● **What is being asked**: Give back each line of the listing below that contains the string "building".

● **Listed entries**:
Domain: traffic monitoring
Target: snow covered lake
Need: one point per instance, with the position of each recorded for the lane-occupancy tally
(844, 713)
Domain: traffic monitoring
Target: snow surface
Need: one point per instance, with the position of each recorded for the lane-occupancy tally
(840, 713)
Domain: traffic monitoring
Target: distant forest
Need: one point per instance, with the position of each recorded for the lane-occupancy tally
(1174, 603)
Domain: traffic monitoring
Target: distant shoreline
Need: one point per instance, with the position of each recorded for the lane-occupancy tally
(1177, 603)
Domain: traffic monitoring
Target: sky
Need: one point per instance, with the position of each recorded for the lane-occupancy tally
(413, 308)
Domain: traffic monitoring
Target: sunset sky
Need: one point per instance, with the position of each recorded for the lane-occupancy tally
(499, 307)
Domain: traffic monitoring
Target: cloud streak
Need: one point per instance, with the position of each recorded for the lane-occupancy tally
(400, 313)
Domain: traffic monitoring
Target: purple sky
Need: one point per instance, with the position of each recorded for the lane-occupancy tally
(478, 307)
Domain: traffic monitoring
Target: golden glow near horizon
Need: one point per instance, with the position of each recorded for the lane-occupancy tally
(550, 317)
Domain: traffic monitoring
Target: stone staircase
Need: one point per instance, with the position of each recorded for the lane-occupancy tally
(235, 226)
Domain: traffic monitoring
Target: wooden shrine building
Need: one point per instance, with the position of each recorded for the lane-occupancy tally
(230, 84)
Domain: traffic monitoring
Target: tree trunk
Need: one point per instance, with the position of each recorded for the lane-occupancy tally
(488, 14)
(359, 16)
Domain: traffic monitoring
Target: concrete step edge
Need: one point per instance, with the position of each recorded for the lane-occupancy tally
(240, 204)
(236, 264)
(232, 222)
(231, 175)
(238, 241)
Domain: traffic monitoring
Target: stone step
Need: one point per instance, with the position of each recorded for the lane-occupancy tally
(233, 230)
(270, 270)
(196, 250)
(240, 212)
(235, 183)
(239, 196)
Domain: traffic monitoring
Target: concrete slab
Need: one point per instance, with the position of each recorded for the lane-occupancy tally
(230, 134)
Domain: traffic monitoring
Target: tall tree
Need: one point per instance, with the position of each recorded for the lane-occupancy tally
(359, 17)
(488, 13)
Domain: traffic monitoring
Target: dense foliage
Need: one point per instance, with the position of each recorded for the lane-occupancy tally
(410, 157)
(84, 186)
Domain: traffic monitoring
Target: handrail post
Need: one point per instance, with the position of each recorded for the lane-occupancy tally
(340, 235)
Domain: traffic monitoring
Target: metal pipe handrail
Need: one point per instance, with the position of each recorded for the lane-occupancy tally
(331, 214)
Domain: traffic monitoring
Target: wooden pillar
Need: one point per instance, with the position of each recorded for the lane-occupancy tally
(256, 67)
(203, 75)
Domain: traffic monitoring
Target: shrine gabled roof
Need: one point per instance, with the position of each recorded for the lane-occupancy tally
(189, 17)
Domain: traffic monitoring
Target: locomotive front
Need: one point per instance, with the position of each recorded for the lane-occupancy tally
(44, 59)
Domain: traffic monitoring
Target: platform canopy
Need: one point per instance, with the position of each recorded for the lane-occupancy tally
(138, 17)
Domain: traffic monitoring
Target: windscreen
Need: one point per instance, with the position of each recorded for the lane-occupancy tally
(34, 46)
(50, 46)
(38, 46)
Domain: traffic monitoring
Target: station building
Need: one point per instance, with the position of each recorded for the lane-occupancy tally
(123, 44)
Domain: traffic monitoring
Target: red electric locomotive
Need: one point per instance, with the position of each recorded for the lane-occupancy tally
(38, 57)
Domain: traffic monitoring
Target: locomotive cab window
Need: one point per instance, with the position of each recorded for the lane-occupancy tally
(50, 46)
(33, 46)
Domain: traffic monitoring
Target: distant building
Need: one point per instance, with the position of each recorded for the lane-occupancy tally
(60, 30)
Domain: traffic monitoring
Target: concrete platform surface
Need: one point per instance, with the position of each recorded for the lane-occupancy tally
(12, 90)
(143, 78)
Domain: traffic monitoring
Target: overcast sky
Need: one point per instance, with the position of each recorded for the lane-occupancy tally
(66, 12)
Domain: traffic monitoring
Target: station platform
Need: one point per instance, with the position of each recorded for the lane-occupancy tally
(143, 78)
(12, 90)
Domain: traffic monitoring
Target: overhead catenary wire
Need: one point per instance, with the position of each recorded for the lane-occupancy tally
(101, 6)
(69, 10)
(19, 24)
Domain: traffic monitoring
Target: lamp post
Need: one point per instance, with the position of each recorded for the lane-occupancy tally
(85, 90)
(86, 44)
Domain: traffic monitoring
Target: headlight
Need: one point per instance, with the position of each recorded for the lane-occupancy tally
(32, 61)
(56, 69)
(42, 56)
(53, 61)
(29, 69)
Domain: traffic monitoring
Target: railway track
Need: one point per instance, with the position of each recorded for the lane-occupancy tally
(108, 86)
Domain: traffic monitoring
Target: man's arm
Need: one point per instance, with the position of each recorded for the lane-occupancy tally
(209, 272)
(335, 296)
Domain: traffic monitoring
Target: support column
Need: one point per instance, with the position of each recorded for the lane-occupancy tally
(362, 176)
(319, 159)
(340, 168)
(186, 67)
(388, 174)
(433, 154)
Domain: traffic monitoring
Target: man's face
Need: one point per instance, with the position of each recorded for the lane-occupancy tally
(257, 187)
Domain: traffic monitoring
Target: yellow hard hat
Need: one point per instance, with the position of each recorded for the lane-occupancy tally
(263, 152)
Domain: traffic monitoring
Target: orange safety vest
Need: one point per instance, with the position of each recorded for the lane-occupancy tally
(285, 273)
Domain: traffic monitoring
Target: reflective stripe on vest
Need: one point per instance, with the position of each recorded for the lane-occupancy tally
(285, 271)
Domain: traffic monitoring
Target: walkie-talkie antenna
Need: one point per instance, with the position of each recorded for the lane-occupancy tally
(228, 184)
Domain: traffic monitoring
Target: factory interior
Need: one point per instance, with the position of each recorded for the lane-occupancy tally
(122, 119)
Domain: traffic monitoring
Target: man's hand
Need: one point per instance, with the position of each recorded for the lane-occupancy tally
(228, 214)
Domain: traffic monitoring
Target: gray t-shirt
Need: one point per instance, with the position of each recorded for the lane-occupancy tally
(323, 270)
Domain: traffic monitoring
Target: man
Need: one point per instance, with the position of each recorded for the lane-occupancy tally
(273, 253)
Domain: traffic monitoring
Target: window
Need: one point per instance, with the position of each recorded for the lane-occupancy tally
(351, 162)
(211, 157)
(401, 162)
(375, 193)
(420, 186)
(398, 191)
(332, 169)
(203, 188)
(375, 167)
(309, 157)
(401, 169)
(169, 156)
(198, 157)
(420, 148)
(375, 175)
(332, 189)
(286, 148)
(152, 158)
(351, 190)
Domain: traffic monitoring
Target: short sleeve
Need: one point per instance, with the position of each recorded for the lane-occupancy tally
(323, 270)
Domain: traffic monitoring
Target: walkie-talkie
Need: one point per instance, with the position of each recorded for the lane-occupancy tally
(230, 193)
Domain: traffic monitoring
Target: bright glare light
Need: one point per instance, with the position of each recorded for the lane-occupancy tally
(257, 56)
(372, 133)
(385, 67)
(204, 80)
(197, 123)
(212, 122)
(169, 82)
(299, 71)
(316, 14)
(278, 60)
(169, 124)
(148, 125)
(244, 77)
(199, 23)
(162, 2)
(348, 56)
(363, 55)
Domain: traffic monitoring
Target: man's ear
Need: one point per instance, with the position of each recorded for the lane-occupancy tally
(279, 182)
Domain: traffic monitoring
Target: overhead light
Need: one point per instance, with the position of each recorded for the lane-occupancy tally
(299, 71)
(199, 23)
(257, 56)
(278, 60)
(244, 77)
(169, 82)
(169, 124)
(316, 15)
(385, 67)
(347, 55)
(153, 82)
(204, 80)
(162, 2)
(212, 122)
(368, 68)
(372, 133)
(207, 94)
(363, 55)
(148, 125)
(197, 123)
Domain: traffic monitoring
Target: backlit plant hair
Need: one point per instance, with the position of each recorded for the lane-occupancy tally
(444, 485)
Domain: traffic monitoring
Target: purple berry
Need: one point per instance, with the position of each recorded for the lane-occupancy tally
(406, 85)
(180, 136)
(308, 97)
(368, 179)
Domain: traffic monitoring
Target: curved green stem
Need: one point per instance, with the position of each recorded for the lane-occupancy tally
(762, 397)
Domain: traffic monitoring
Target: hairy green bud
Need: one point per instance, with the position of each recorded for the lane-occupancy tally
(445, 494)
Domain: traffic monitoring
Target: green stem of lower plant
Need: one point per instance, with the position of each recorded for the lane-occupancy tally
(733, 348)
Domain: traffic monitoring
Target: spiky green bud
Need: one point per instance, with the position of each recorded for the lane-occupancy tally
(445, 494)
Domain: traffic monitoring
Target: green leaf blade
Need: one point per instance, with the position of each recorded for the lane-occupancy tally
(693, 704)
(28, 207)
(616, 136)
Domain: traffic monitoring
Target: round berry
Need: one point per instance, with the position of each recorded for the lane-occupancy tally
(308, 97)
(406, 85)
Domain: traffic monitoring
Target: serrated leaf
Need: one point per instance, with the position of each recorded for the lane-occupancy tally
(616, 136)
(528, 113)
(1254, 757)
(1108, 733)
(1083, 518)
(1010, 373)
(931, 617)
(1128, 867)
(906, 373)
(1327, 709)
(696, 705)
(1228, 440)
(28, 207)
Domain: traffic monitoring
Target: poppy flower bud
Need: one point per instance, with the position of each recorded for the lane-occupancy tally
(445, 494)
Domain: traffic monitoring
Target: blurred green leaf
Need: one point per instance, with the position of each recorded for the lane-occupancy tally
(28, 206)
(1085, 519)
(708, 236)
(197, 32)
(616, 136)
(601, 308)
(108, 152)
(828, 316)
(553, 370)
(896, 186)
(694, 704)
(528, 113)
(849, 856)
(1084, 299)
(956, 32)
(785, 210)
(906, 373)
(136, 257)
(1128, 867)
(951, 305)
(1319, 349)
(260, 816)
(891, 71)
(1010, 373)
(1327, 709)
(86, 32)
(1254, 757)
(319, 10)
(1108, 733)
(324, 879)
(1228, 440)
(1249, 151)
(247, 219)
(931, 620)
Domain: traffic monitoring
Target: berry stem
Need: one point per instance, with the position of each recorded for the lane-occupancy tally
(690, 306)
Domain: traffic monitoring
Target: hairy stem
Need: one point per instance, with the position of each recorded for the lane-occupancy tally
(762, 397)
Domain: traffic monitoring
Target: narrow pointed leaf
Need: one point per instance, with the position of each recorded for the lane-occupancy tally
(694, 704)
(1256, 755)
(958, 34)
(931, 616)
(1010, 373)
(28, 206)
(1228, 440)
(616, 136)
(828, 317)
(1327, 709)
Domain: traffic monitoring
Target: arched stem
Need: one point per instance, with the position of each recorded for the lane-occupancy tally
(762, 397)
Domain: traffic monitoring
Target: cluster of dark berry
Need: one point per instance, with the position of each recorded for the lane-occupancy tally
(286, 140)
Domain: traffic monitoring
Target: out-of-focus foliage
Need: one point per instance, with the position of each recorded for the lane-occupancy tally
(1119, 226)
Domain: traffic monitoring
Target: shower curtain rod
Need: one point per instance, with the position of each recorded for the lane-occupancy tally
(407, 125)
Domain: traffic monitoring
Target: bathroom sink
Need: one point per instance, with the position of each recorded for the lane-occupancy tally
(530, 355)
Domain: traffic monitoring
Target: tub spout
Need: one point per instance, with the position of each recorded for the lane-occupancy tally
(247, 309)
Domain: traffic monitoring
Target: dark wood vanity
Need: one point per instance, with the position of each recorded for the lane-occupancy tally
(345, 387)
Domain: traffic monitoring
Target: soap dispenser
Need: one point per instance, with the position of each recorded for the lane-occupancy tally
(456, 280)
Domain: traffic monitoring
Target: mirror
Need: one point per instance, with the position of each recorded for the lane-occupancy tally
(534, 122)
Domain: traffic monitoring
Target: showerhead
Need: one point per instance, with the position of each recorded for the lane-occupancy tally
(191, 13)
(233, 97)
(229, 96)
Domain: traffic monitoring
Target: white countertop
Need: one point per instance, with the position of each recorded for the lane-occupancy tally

● **Exercise result**:
Target: wooden shrine building
Target: station building
Target: distant building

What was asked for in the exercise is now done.